## ASSIGNED TASK
Each of the following records is to be output exactly.

## MATERIAL SHOWN
.....

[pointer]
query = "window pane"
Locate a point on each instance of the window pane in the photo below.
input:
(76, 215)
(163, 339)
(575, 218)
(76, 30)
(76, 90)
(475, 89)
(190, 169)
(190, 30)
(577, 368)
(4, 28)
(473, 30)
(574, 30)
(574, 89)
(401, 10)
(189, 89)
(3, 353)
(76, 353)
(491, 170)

.....

## EXERCISE SOLUTION
[pointer]
query = "window pane"
Locate a point on each instance of the window pane in the photo below.
input:
(76, 215)
(163, 339)
(575, 218)
(76, 30)
(76, 90)
(475, 89)
(190, 169)
(190, 30)
(577, 368)
(4, 28)
(473, 30)
(574, 30)
(574, 89)
(401, 10)
(189, 89)
(3, 353)
(76, 353)
(491, 170)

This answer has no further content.